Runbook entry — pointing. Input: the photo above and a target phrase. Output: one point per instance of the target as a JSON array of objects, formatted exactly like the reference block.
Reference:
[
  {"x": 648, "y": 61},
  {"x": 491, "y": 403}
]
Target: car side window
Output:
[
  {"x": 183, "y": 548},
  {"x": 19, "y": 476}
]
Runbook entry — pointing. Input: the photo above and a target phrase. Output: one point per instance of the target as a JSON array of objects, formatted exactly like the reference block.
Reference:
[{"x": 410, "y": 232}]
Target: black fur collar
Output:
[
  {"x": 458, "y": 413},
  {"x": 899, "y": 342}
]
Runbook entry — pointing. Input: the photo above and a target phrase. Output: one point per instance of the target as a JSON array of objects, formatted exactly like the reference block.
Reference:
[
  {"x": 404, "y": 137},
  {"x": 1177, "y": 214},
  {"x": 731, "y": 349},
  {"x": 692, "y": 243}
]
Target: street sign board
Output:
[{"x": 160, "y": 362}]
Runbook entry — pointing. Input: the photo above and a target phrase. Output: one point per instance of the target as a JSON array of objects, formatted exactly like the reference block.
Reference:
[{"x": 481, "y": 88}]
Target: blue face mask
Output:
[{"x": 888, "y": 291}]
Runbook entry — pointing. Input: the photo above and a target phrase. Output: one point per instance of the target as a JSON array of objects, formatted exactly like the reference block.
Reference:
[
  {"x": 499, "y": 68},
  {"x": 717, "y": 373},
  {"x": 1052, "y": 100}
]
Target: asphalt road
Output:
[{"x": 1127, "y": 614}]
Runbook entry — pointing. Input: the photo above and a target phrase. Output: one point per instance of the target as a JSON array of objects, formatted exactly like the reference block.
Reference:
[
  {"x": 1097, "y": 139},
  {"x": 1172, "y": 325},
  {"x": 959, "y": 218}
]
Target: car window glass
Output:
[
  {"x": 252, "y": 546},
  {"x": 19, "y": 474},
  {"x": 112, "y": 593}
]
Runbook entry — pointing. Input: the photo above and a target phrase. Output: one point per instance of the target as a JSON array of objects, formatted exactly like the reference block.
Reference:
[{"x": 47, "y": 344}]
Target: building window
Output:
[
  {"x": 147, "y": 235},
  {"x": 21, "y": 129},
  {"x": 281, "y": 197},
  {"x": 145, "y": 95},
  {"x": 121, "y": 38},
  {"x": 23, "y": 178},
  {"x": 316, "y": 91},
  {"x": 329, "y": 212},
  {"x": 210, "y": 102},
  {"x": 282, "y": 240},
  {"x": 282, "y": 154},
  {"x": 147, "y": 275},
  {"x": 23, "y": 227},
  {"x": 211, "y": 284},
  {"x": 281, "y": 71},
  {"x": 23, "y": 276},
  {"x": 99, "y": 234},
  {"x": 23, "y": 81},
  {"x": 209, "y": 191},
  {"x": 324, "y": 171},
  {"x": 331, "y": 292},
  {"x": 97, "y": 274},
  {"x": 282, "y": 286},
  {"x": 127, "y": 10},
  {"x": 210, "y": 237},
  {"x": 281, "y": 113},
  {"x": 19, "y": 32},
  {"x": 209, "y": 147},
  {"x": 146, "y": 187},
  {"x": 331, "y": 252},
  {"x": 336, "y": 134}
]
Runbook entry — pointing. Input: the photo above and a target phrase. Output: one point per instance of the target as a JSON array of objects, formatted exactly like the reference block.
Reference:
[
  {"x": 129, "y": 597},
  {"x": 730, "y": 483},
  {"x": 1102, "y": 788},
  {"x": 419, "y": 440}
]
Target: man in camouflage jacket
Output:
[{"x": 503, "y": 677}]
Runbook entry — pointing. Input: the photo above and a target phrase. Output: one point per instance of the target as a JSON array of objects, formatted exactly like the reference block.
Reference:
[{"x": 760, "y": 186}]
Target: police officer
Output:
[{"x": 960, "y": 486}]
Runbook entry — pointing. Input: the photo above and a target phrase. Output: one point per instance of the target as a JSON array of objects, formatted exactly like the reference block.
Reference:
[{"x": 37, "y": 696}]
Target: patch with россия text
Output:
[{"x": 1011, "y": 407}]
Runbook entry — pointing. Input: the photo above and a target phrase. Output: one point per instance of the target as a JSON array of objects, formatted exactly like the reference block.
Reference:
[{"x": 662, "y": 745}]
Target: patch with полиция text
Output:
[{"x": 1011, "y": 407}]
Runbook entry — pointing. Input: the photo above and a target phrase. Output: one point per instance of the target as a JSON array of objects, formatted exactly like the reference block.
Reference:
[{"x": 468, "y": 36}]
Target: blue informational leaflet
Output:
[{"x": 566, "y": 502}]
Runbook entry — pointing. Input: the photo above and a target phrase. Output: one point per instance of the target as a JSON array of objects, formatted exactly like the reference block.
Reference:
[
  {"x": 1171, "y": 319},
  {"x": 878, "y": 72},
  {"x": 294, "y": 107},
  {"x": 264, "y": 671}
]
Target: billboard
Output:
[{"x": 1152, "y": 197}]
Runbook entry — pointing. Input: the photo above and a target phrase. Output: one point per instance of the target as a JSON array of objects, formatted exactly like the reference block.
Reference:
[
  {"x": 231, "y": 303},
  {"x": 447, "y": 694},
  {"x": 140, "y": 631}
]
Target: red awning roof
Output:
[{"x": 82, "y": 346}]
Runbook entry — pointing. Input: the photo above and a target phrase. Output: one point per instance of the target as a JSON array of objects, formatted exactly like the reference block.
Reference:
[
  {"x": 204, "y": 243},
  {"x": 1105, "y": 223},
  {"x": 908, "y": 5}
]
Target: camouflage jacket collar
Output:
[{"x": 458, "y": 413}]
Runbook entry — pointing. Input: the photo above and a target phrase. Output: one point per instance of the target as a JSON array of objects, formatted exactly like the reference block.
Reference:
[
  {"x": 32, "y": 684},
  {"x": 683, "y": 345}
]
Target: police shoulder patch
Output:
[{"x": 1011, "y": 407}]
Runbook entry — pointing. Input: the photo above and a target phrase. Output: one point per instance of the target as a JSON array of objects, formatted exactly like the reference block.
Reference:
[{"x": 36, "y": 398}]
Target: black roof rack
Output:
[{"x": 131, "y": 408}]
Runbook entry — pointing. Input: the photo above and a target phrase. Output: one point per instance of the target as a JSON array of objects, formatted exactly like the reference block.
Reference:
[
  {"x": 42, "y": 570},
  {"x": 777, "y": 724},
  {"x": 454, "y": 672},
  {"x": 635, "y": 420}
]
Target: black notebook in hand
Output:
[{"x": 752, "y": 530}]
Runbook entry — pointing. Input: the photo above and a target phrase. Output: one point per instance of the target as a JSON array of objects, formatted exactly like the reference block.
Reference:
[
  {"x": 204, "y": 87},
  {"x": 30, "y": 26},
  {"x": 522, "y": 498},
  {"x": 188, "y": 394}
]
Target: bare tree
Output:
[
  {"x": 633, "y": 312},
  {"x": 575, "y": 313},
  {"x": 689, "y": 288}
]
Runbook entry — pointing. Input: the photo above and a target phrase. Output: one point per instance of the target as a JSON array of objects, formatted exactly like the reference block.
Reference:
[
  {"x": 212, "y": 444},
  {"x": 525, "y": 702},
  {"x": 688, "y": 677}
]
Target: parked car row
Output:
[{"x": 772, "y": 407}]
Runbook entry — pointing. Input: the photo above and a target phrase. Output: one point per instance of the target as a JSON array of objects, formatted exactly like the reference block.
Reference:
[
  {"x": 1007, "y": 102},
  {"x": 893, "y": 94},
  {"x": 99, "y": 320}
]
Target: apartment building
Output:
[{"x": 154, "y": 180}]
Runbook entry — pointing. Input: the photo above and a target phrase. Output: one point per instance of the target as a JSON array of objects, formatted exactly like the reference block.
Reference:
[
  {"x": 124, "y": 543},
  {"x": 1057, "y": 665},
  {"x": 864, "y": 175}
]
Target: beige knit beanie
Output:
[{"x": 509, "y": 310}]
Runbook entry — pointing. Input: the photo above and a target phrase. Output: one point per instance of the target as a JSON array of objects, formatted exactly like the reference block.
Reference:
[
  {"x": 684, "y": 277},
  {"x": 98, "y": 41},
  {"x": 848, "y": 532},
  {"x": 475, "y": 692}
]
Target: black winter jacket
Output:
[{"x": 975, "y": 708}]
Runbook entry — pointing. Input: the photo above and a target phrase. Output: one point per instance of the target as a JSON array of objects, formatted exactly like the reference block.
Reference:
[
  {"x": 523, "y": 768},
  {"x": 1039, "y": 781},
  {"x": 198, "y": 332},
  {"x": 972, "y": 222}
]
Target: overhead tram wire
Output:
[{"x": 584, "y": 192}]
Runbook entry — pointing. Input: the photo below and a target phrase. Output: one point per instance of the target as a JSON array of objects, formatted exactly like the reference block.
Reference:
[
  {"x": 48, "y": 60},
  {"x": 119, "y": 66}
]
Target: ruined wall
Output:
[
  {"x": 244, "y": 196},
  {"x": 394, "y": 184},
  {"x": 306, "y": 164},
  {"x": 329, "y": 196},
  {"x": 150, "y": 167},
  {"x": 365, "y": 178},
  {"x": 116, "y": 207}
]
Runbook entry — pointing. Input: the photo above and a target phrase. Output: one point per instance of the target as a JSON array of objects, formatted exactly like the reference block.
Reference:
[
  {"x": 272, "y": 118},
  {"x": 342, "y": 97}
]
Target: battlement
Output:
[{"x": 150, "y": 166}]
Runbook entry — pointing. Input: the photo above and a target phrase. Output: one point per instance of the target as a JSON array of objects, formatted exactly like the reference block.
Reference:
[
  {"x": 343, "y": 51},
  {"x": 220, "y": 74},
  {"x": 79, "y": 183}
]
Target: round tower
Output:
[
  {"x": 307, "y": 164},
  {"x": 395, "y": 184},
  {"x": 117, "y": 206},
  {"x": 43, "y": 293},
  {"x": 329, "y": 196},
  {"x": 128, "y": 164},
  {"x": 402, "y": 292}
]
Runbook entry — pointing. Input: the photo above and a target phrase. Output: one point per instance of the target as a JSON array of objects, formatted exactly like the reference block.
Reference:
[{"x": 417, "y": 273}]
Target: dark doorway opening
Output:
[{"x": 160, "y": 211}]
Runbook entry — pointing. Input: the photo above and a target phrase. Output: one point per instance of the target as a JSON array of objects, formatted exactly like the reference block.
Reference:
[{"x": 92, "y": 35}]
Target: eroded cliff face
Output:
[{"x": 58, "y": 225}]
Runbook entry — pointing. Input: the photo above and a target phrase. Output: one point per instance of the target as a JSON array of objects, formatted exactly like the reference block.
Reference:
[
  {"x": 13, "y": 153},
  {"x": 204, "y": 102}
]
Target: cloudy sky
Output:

Problem -> All lines from the line containing "Runbook entry — pointing. Input: the photo below" through the end of the listing above are to be duplicated exactly; include both ends and nothing further.

Result of this task ->
Runbook entry — pointing. Input: the photo below and a target phrase. Output: one point per instance of the target as a JSON array of objects, formatted exactly like the reference block.
Reference:
[
  {"x": 48, "y": 60},
  {"x": 119, "y": 66}
]
Target: ruined wall
Output:
[
  {"x": 244, "y": 196},
  {"x": 394, "y": 184},
  {"x": 306, "y": 164},
  {"x": 329, "y": 196},
  {"x": 150, "y": 167},
  {"x": 365, "y": 178},
  {"x": 116, "y": 207}
]
Runbook entry — pointing. Input: the photo above and a target phrase. Output: one point per instance of the target as a JSON array of objects, formatted exactly like the reference block.
Reference:
[
  {"x": 272, "y": 118},
  {"x": 342, "y": 97}
]
Target: battlement
Output:
[{"x": 150, "y": 166}]
Runbook entry — pointing. Input: the photo above and a target phrase. Output: one point per instance of the target as a JSON array of objects, formatted exactly like the reference block.
Reference:
[
  {"x": 343, "y": 51},
  {"x": 220, "y": 74},
  {"x": 79, "y": 183}
]
Target: round tower
Output:
[
  {"x": 307, "y": 164},
  {"x": 395, "y": 184},
  {"x": 117, "y": 206},
  {"x": 43, "y": 293},
  {"x": 329, "y": 196},
  {"x": 128, "y": 164},
  {"x": 402, "y": 292}
]
Runbook entry — pointing. Input: the photo above and a target phrase. Output: one point per instance of the target as a JSON array of objects, formatted exactly like the reference block.
Reference:
[{"x": 417, "y": 273}]
Target: dark doorway opening
Output:
[{"x": 160, "y": 211}]
Runbook entry — pointing. Input: the photo above and a target phrase. Output: one point per instance of the target as a JSON array of objects, formatted exactly like the reference block.
Reference:
[{"x": 92, "y": 35}]
Target: eroded cliff face
Output:
[{"x": 58, "y": 225}]
Runbook entry — pointing. Input: the photo above and a target phrase. Output: one point per instance of the target as a JSON array of objects, formatted exactly like the reference block.
Reference:
[
  {"x": 13, "y": 153},
  {"x": 204, "y": 102}
]
Target: cloudy sky
Output:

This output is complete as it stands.